TEXT PROVIDED –
And the German tabloid Bild today reports that a delegation of German MPs who visited Greece in May were threatened by Greek socialist MP Maria Skrafnaki, who said that "if you don't support our country (...) then your countrymen will know the same fate as those during the second world war in Crete". If accurate, it's hard to get any harsher than that. CSU MP Michael Hennrich told the newspaper that "Greek Parliament Speaker Philippos Petsalnikos has insulted us in the same way", which was denied by the latter.

Apparently, the WWII reference was not translated for the German MPs at the time, and only surfaced recently, which is why it took so long for the story to come out.

With further austerity on the way in the form of a second Greek bailout, things may sadly get even uglier. Again we pose the question, what is the political breaking point?

2 comments:

  1. There is no political breaking point.

    Even if the ECB gets bankrupted, as long as the European System of Central Banksters (ESCB) continues to mark its gold reserves to market (not to the model of $35 like the USA), the euro will continue to flourish.

    [The ECB has] just released the new market-based revaluation of their monetary reserve assets, including gold. They do this once every three months. It sort of lets the world know the true, market-based strength of their monetary foundation. It’s not that the currency is redeemable in government gold like the old gold standard. They simply make sure physical gold is available, tax free, at the floating market price.

MATERIAL SUPPLIED –
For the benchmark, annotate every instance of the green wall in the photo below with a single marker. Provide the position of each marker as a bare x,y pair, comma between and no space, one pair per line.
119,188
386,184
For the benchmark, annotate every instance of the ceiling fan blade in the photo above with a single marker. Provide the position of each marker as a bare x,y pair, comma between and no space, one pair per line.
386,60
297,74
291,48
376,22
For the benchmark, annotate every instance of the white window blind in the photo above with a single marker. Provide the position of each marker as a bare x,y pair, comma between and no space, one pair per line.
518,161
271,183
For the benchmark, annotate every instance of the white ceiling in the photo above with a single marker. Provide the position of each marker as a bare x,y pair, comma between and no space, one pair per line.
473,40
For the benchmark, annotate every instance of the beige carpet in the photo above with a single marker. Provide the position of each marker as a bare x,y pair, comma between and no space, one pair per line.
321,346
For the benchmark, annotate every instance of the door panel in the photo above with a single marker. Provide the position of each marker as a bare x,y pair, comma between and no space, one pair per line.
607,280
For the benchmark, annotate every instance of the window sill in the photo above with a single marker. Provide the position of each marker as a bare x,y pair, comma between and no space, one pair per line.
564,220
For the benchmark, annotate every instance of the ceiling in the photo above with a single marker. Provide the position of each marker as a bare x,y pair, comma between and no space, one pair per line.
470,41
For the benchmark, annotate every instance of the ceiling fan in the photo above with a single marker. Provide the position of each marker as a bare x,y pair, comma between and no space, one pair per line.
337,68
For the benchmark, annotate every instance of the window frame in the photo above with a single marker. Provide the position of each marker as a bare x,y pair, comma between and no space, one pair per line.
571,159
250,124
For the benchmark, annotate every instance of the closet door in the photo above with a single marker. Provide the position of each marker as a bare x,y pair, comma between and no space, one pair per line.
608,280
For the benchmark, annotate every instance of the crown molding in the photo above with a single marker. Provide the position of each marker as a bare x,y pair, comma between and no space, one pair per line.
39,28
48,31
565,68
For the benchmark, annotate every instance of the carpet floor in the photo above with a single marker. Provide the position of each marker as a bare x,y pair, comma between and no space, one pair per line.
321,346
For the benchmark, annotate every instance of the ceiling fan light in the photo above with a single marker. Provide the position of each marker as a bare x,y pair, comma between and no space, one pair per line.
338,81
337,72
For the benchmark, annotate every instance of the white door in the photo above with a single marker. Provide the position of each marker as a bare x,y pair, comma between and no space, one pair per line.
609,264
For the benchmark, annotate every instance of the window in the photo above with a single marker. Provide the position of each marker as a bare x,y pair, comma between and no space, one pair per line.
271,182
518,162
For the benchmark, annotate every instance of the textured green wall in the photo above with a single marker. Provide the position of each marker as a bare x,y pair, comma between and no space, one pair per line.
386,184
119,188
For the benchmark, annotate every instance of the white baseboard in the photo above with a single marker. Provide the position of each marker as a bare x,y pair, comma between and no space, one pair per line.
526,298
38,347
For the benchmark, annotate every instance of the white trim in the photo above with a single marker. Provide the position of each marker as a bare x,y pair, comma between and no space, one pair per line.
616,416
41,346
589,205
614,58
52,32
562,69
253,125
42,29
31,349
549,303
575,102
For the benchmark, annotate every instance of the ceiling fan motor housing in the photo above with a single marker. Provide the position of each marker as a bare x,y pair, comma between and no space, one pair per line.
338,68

OBJECTIVE –
Copy the passage about the German delegation in Greece, starting at "Apparently, the WWII" and ending at "to come out.", and substitute "wartime remark" for "WWII reference".

RESULT –
Apparently, the wartime remark was not translated for the German MPs at the time, and only surfaced recently, which is why it took so long for the story to come out.